═══ Extracted information ═══
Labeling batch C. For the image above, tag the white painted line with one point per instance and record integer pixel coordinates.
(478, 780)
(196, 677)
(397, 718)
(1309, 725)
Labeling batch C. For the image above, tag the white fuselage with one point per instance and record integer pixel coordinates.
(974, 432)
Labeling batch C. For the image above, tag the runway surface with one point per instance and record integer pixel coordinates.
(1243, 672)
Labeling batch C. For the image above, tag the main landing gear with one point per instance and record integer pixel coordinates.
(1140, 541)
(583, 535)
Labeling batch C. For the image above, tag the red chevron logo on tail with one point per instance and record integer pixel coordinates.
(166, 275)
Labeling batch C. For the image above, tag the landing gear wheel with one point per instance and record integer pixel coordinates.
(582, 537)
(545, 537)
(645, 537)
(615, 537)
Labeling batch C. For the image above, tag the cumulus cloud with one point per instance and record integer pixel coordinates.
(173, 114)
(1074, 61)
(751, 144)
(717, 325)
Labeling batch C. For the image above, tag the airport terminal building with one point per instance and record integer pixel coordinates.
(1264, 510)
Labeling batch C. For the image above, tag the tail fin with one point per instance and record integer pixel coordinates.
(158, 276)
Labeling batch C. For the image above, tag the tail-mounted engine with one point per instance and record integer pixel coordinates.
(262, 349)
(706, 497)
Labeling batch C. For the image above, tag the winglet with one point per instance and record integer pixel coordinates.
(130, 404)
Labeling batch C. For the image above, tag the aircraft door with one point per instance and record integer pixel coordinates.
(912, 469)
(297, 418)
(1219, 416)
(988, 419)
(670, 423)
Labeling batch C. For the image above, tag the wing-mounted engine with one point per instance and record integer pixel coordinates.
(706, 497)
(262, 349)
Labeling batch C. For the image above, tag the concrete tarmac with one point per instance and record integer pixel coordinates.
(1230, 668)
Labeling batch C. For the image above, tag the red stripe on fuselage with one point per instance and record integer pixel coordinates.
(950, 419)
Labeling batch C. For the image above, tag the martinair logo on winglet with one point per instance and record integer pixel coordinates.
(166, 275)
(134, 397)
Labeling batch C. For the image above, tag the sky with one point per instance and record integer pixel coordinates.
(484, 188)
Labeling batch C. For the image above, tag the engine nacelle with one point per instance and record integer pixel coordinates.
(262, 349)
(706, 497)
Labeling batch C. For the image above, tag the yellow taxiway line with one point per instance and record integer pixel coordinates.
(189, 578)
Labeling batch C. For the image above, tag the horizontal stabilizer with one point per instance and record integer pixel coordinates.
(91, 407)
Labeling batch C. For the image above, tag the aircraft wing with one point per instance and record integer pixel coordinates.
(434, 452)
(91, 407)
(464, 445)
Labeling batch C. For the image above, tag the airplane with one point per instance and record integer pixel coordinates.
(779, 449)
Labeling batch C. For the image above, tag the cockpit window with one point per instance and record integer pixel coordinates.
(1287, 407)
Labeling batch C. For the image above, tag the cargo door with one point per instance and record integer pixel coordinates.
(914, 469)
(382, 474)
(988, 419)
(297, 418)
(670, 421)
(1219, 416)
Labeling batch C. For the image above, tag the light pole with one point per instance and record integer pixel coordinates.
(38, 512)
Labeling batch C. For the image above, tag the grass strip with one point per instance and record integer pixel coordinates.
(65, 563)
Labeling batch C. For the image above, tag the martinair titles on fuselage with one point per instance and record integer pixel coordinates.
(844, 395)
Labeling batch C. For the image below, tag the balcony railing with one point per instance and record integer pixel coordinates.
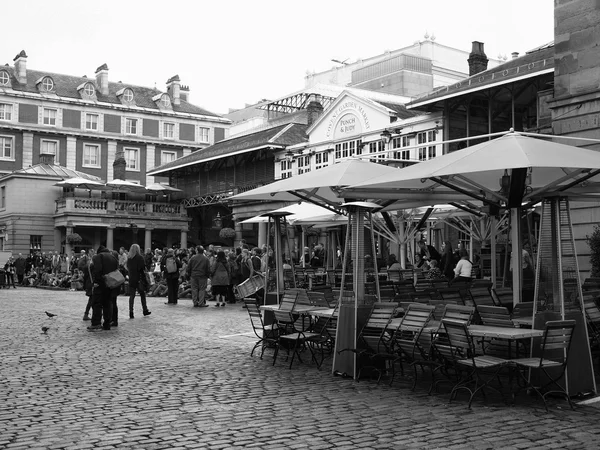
(108, 206)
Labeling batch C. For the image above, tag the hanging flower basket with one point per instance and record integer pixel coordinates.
(227, 233)
(73, 238)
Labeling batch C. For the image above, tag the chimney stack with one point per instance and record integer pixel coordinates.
(102, 79)
(185, 93)
(119, 166)
(174, 89)
(314, 109)
(21, 67)
(477, 59)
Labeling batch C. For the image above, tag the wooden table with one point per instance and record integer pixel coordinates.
(504, 332)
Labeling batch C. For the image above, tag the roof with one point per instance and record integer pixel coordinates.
(52, 170)
(537, 61)
(279, 136)
(66, 87)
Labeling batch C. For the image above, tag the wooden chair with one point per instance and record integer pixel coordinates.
(551, 364)
(267, 334)
(451, 294)
(477, 371)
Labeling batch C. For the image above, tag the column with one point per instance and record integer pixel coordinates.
(183, 238)
(150, 159)
(109, 237)
(262, 234)
(27, 149)
(112, 151)
(238, 234)
(147, 238)
(71, 152)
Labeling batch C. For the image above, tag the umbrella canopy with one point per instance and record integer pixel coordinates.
(123, 186)
(157, 188)
(304, 211)
(80, 183)
(319, 185)
(527, 168)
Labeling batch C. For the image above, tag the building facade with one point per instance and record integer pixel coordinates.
(85, 125)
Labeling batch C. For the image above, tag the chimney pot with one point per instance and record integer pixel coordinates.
(477, 60)
(21, 67)
(102, 79)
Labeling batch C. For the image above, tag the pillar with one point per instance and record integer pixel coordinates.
(262, 234)
(183, 238)
(110, 237)
(147, 238)
(238, 234)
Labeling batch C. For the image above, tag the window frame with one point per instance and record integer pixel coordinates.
(201, 135)
(128, 128)
(46, 119)
(98, 156)
(167, 152)
(11, 112)
(137, 158)
(4, 78)
(56, 150)
(3, 139)
(172, 125)
(86, 121)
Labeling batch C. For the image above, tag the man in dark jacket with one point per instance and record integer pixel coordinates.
(103, 263)
(198, 271)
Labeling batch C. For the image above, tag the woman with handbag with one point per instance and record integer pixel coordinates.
(136, 266)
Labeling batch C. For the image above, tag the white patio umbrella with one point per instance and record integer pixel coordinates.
(80, 183)
(318, 186)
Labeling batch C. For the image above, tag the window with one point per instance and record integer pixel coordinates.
(286, 168)
(49, 116)
(130, 126)
(91, 122)
(47, 84)
(204, 134)
(4, 78)
(5, 111)
(89, 90)
(167, 157)
(49, 148)
(128, 95)
(91, 155)
(169, 130)
(7, 147)
(132, 158)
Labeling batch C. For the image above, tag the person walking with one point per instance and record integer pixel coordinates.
(220, 276)
(136, 267)
(103, 263)
(169, 266)
(197, 271)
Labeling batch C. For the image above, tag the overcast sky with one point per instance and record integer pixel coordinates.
(236, 52)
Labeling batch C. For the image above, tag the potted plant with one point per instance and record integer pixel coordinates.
(73, 238)
(227, 233)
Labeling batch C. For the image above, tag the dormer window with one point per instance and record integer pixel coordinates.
(126, 95)
(4, 78)
(47, 84)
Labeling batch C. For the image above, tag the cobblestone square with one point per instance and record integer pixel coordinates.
(182, 378)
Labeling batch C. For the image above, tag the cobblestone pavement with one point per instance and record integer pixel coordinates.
(183, 378)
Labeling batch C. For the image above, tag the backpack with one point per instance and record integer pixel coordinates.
(171, 264)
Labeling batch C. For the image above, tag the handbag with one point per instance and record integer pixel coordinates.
(113, 279)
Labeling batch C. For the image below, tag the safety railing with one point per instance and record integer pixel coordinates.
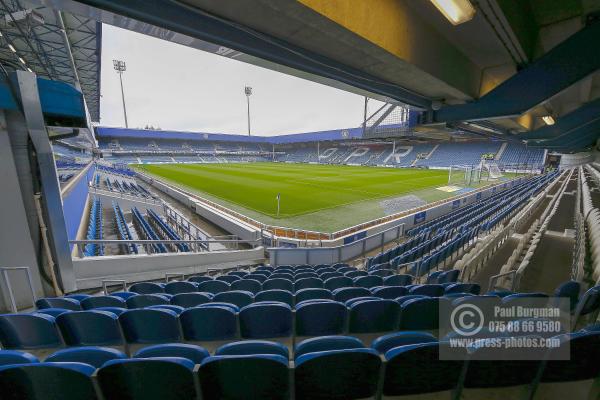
(198, 246)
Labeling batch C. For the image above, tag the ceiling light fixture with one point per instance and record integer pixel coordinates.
(455, 11)
(548, 120)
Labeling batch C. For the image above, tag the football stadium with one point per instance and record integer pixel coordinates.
(343, 199)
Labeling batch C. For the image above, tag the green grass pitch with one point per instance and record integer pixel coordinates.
(304, 188)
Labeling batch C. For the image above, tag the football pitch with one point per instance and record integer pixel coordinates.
(316, 197)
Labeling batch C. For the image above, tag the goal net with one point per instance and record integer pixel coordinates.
(464, 175)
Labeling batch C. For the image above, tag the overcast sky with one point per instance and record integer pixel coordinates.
(180, 88)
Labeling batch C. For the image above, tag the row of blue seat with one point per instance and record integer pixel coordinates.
(332, 369)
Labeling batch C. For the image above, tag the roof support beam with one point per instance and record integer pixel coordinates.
(563, 66)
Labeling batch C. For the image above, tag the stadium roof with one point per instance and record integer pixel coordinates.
(55, 45)
(336, 134)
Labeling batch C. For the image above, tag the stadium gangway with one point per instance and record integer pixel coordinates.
(204, 244)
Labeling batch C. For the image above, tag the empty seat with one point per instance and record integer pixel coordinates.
(262, 376)
(337, 283)
(326, 343)
(320, 317)
(208, 322)
(147, 378)
(345, 294)
(248, 285)
(90, 328)
(308, 283)
(94, 356)
(102, 301)
(53, 312)
(9, 357)
(28, 331)
(278, 283)
(431, 290)
(48, 381)
(181, 287)
(398, 280)
(188, 351)
(341, 374)
(311, 294)
(146, 288)
(266, 320)
(249, 347)
(283, 296)
(150, 326)
(237, 297)
(420, 314)
(370, 316)
(417, 369)
(228, 278)
(389, 292)
(214, 287)
(187, 300)
(472, 288)
(58, 302)
(387, 342)
(200, 279)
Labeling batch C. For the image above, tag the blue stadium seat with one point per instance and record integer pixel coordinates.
(342, 374)
(398, 280)
(214, 287)
(248, 285)
(472, 288)
(208, 323)
(338, 283)
(574, 377)
(371, 316)
(200, 279)
(250, 347)
(312, 294)
(28, 331)
(146, 288)
(417, 369)
(368, 281)
(420, 314)
(431, 290)
(176, 309)
(94, 356)
(181, 287)
(146, 300)
(238, 297)
(283, 296)
(262, 376)
(90, 328)
(48, 381)
(10, 357)
(102, 301)
(389, 292)
(228, 278)
(345, 294)
(123, 295)
(188, 351)
(308, 283)
(187, 300)
(387, 342)
(58, 302)
(278, 283)
(320, 317)
(165, 378)
(327, 343)
(53, 312)
(266, 320)
(150, 326)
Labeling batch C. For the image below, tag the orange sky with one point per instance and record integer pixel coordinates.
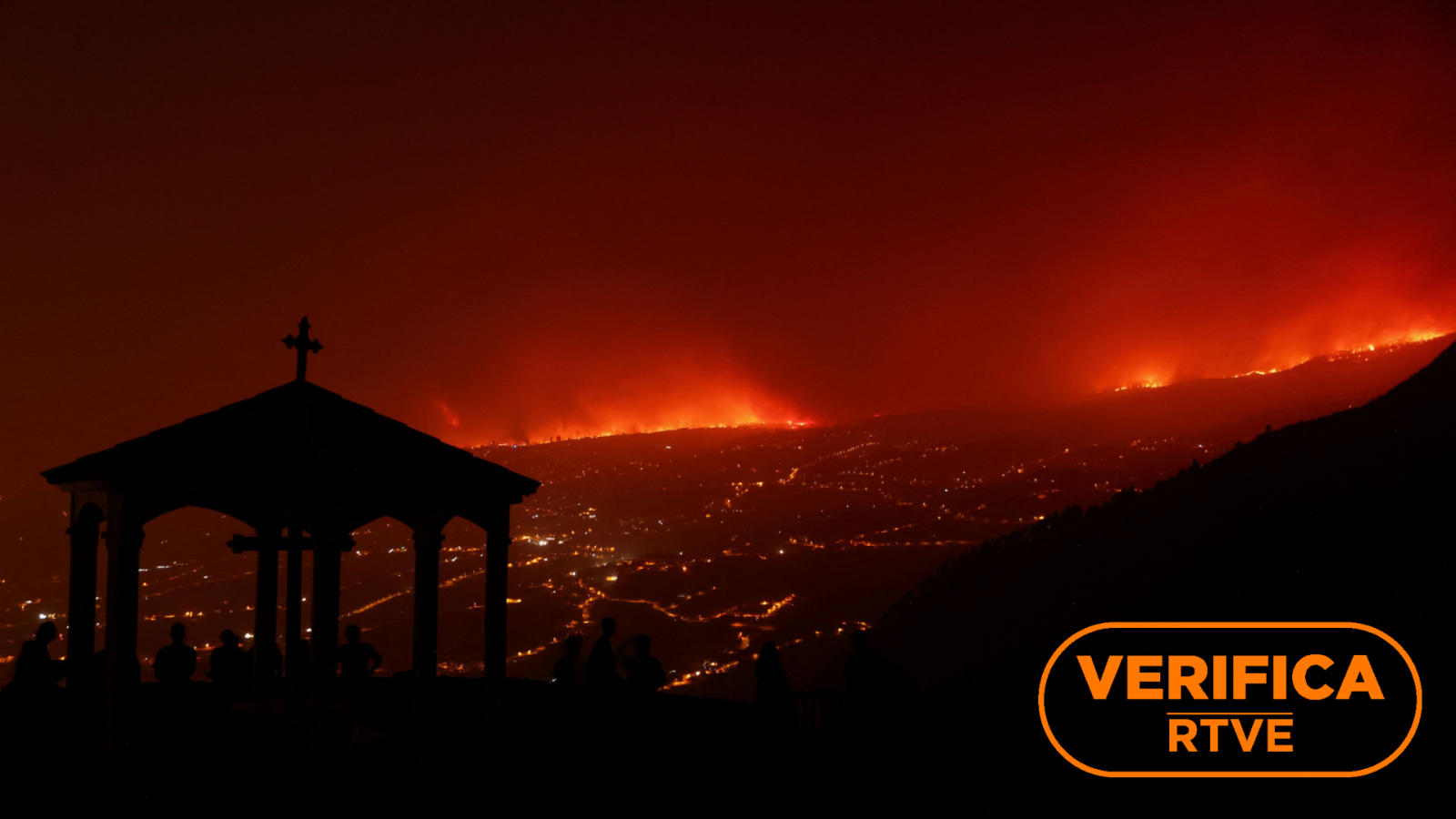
(543, 222)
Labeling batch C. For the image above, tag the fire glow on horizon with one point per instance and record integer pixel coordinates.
(1385, 343)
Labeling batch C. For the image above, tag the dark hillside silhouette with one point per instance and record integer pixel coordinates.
(1344, 518)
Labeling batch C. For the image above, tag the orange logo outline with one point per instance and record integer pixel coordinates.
(1046, 726)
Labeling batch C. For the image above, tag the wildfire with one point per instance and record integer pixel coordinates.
(1387, 343)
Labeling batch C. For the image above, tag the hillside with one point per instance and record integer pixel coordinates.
(1341, 518)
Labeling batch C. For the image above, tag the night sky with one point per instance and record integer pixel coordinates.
(582, 217)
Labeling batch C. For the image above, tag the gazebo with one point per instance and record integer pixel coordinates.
(303, 468)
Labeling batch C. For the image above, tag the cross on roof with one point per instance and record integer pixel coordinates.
(303, 344)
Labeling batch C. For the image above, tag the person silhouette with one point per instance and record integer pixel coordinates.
(34, 668)
(602, 663)
(357, 661)
(567, 669)
(774, 697)
(644, 671)
(228, 666)
(874, 687)
(175, 662)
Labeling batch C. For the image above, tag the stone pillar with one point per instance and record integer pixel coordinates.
(324, 643)
(266, 618)
(497, 557)
(80, 632)
(293, 617)
(123, 671)
(427, 602)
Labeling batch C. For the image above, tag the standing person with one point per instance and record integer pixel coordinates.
(567, 672)
(602, 663)
(357, 662)
(644, 671)
(175, 662)
(229, 668)
(35, 669)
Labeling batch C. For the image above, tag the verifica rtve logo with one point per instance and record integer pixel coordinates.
(1230, 700)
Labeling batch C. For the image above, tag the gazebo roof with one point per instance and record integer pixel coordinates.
(293, 450)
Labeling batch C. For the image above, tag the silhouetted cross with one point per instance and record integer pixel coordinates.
(303, 344)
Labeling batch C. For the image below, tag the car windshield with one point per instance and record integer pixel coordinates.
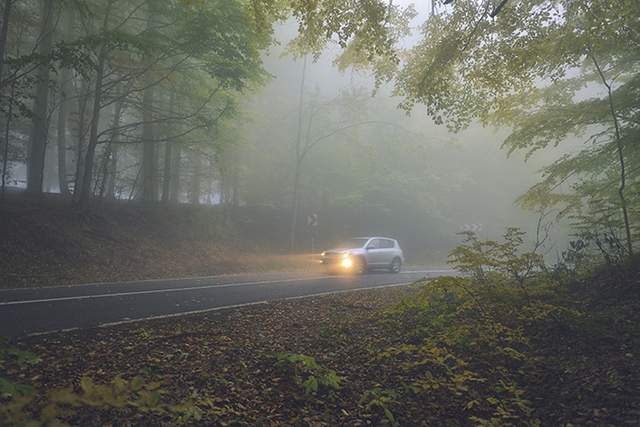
(353, 244)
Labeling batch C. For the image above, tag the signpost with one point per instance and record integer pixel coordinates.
(312, 221)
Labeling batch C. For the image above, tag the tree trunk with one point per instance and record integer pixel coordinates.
(65, 92)
(38, 137)
(85, 192)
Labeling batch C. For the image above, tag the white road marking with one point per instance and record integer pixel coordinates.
(190, 288)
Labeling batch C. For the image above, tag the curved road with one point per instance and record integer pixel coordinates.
(43, 310)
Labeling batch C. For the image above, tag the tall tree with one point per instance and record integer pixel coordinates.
(551, 71)
(38, 139)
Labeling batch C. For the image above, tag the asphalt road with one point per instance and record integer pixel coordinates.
(44, 310)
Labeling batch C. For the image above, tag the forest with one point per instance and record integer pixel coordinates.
(520, 118)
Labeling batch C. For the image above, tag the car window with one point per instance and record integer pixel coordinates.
(387, 244)
(375, 243)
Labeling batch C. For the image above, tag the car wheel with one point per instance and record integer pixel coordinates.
(359, 267)
(395, 266)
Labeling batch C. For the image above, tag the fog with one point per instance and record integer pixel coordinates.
(186, 112)
(396, 174)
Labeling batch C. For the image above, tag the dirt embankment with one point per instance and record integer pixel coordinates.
(48, 242)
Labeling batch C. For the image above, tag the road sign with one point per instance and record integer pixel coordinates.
(471, 227)
(312, 220)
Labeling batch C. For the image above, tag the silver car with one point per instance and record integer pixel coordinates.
(360, 254)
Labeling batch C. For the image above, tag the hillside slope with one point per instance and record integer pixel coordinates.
(49, 243)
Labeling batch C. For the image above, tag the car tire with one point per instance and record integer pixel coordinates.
(395, 266)
(360, 266)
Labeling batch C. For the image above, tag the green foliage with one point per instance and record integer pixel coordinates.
(309, 374)
(35, 410)
(10, 354)
(476, 333)
(380, 401)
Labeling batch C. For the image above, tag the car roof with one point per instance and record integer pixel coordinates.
(372, 237)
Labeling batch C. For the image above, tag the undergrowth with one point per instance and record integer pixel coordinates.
(507, 342)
═══
> _Exercise objective_: All lines from the line containing "Labeling batch C. For the image above, tag the silver" through the end of the listing above are to be duplicated exactly; include both ends and nothing further.

> _Final result_:
Labeling batch C. For the image above, tag the silver car with one point per instance and record integer pixel coordinates.
(360, 254)
Labeling batch C. For the image above, tag the hillside slope with one point per instance and record integer pixel coordinates.
(49, 243)
Labeling batch C. For the image above, tag the car tire with one point per instance and record integer pixel coordinates.
(395, 266)
(360, 266)
Labeling batch C. For the image above, tag the green foliage with one point per instance and record integer pixel coordinates.
(309, 374)
(35, 410)
(10, 354)
(476, 333)
(380, 401)
Labeling batch C. For the image above, tag the car roof with one point per instance and record integer pixel coordinates.
(372, 237)
Labeling batch C. For the image above, tag the undergrowth with one point per instance and record integer pixel coordinates.
(507, 342)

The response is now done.